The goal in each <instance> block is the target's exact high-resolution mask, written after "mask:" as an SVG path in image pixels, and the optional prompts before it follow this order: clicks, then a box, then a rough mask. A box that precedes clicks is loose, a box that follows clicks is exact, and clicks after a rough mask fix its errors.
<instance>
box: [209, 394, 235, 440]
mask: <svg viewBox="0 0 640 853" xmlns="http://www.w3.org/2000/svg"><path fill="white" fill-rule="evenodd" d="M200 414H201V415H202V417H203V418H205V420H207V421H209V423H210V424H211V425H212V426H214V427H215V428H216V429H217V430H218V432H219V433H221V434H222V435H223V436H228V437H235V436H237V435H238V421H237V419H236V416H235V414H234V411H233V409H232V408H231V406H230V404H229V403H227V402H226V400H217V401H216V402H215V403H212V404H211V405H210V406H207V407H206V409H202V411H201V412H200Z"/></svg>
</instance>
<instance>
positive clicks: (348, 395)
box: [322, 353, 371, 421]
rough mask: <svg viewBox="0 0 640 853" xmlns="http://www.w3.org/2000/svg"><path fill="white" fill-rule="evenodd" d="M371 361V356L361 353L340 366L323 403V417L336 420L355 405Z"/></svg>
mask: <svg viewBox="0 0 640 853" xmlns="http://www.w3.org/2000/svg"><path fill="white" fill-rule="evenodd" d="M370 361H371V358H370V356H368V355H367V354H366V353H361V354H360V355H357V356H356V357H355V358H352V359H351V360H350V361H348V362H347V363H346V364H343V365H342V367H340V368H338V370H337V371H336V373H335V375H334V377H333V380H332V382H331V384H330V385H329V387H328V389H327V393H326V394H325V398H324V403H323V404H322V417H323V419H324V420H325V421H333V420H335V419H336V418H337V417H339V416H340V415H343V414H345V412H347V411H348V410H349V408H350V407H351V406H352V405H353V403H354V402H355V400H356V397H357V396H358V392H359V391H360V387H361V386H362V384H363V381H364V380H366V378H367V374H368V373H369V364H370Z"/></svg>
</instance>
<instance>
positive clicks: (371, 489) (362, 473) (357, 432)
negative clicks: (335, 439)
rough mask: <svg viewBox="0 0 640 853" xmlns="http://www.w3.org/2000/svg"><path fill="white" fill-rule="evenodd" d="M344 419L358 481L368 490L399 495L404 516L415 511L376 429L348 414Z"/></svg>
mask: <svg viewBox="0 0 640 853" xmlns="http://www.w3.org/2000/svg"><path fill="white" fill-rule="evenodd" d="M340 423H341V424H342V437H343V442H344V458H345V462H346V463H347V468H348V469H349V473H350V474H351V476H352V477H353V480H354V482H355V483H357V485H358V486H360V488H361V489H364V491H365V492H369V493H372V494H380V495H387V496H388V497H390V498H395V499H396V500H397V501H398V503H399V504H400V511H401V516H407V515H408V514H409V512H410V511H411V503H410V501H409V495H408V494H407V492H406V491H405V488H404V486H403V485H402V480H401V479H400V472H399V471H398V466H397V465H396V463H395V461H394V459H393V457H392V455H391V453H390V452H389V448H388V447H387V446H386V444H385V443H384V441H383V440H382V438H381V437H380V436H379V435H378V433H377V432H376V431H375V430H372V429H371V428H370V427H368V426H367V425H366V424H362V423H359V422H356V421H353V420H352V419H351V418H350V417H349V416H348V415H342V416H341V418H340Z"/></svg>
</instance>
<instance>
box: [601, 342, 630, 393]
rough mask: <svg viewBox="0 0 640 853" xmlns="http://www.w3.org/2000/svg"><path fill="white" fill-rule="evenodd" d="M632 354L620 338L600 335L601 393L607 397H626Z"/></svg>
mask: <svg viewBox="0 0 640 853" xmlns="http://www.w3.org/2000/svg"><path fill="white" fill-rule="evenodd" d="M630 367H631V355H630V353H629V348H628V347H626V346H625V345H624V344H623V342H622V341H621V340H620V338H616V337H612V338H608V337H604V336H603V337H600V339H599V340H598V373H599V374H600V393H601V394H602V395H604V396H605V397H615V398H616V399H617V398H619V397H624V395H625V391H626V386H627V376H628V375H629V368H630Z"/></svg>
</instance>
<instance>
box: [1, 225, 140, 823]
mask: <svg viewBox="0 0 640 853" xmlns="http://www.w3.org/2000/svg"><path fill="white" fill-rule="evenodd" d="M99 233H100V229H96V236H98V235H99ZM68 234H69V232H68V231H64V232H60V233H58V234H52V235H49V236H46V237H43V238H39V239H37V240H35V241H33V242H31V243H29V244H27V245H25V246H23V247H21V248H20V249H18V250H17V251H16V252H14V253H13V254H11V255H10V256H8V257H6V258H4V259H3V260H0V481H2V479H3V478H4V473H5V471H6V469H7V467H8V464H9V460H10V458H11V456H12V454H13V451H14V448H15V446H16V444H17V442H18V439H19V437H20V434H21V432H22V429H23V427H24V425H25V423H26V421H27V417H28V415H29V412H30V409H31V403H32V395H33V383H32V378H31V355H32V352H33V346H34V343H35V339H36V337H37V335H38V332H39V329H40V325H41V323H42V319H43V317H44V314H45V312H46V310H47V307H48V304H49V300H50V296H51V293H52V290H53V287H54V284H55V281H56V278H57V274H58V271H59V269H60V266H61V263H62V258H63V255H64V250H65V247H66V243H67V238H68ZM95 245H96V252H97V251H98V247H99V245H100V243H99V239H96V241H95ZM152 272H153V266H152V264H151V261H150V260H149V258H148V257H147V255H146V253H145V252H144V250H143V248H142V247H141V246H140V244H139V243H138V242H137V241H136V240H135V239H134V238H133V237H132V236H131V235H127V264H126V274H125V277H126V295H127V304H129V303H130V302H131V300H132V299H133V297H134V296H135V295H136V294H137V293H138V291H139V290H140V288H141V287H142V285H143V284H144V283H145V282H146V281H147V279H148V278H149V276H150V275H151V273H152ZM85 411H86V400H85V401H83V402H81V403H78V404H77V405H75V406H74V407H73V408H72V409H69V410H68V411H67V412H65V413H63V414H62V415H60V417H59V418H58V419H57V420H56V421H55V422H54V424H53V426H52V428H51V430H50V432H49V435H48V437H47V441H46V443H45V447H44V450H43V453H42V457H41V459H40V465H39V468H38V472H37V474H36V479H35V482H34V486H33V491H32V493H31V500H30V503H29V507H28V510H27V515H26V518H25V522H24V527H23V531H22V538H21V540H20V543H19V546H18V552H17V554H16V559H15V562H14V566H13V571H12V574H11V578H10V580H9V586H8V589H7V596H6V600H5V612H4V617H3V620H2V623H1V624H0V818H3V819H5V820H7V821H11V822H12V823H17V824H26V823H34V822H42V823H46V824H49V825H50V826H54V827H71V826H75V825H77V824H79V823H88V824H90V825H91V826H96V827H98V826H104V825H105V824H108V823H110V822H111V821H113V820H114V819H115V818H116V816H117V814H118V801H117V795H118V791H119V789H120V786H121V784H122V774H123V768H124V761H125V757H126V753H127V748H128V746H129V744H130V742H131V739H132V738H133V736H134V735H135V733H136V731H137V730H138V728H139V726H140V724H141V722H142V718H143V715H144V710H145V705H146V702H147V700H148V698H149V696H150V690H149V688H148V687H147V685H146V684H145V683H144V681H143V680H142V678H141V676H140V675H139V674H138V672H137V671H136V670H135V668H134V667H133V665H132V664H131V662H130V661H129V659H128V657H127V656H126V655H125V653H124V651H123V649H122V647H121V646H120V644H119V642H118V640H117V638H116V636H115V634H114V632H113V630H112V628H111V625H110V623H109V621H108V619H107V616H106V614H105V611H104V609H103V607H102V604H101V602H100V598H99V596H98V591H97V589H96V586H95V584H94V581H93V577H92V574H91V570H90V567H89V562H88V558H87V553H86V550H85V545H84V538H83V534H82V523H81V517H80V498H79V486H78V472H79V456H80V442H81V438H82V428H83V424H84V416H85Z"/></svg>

*WHAT TO DO*
Return each line of the records above that contains the string "positive". Case counts.

*RESPONSE TO THIS EXERCISE*
positive clicks: (348, 395)
positive clicks: (371, 489) (362, 473) (357, 432)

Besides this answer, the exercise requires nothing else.